**TASK DESCRIPTION:** Reproduce every one of the records below verbatim, leaving the pictures out of your output.

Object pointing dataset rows

====

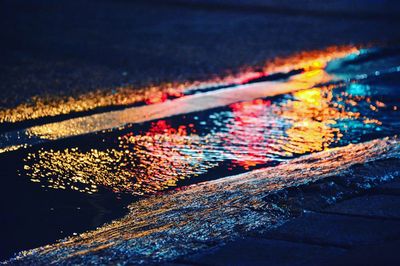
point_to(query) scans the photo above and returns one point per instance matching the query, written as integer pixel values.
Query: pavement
(71, 47)
(363, 230)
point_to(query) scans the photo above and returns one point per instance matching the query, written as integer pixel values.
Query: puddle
(83, 181)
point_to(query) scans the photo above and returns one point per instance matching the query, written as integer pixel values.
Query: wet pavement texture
(258, 143)
(348, 233)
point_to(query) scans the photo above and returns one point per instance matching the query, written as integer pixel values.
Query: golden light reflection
(50, 106)
(244, 135)
(174, 224)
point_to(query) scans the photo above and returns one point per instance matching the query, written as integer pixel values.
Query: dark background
(67, 47)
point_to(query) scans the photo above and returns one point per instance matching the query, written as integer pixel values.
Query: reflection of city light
(243, 135)
(50, 106)
(246, 135)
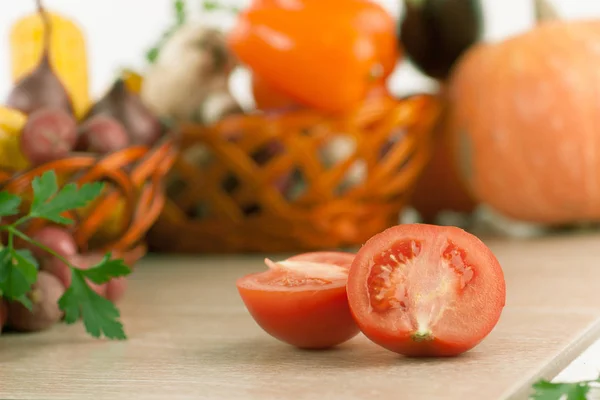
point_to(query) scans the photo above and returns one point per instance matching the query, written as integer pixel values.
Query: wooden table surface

====

**THE ANSWER:**
point_to(query) scans the photo above and returns one point per instance matching the query, written as integer pixel values.
Query: pavement
(71, 47)
(363, 230)
point_to(query) scans the photo above and returns one point per instance matching the query, written as integer pixel values.
Query: puddle
(83, 181)
point_to(query) scans the photo above and returns one point per instance matching the query, written as integer pixel values.
Query: wet pavement texture
(258, 143)
(348, 233)
point_to(query) scans the photo above and returns one point per instance matching the query, written as integer pixel values.
Query: golden light reflection
(50, 106)
(244, 135)
(174, 224)
point_to(query) scans the photo above and returns one point per instance matching the query, written as integer pixel values.
Query: dark background
(67, 47)
point_to(query) scans the photo above and returns one point per instance matching the query, written as integer pixel values.
Query: reflection of city light
(243, 135)
(50, 106)
(246, 135)
point_to(query) scans the photo above and returns one point per instance matching the query, written as integer pixel values.
Query: wooden table surface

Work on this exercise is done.